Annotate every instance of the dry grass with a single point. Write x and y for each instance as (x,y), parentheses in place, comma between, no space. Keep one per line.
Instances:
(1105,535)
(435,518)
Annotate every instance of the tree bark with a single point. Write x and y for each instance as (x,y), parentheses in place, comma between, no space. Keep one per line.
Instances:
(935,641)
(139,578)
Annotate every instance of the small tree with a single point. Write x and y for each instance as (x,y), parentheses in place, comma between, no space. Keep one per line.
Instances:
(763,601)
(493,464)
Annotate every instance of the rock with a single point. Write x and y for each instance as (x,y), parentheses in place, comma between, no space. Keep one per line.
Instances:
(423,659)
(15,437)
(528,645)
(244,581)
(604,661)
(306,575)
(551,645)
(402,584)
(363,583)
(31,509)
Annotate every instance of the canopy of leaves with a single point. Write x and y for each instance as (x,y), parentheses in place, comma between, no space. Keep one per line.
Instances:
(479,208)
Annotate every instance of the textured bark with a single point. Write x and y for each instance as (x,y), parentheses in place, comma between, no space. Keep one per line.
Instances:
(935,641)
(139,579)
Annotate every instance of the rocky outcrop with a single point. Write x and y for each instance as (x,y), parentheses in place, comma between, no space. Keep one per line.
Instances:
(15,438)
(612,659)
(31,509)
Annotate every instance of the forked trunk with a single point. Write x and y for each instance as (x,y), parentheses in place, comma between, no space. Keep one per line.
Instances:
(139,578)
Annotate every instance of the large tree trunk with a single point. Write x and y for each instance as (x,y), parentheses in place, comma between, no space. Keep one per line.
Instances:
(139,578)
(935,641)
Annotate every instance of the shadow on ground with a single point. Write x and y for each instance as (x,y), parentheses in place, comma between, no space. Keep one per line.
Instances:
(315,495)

What to do - Render the entire listing above as a JSON list of strings, one string for each line, leaving out any blank lines.

Complete response -
[
  "Annotate every instance of the dry grass with a single point. Write x and y for each instance as (x,y), parentheses in place, comma between, no space. Keep one per line.",
  "Instances:",
  "(1105,535)",
  "(435,518)",
  "Annotate every instance of the tree bark with a single point. Write x and y for each instance as (x,y), parentheses in place, comma between, no space. Keep one per line.",
  "Instances:",
  "(935,641)",
  "(139,578)",
  "Annotate every instance of the small tree with a single point. Write x and y for each instance as (x,y), parentheses in place, comma between, no space. Keep one per line.",
  "Instances:",
  "(763,601)",
  "(493,464)",
  "Annotate every instance of the rock with a single point. Write x and y for each instance as (x,y), parentheses in place, comma between, no space. Keep one per line.",
  "Instances:",
  "(423,659)",
  "(15,437)",
  "(528,645)",
  "(244,581)",
  "(604,661)",
  "(306,575)",
  "(551,645)",
  "(402,584)",
  "(363,583)",
  "(31,509)",
  "Annotate every instance of the canopy of leaves with a single point. Write x and y for each instance as (x,y), parentheses in place, comma between, no space. Keep one per line.",
  "Instances:",
  "(479,208)",
  "Annotate every instance of the textured bark with a single point. Write x and y for each instance as (x,y), parentheses in place, comma between, no space. Keep one per line.",
  "Instances:",
  "(935,641)",
  "(139,579)",
  "Annotate every instance of the rocky outcrop with a single point. Write x and y for each instance as (x,y), parentheses in place, comma between, no space. Keep one per line.",
  "Instances:",
  "(15,438)",
  "(612,659)",
  "(31,509)",
  "Annotate every instance of the forked trunk with a single point. Write x and y for each instance as (x,y), parentheses in place, comma between, no space. Keep one per line.",
  "Instances:",
  "(139,578)",
  "Annotate every instance of the large tree trunk with a single point. Write x and y for each instance as (x,y), parentheses in place, comma between, no space. Keep one per line.",
  "Instances:",
  "(139,578)",
  "(935,641)",
  "Annotate every instance of the shadow on ground with a single point. Write x and y for each instance as (x,y), parentheses in place, comma between, no space. Keep one per line.",
  "Instances:",
  "(315,495)"
]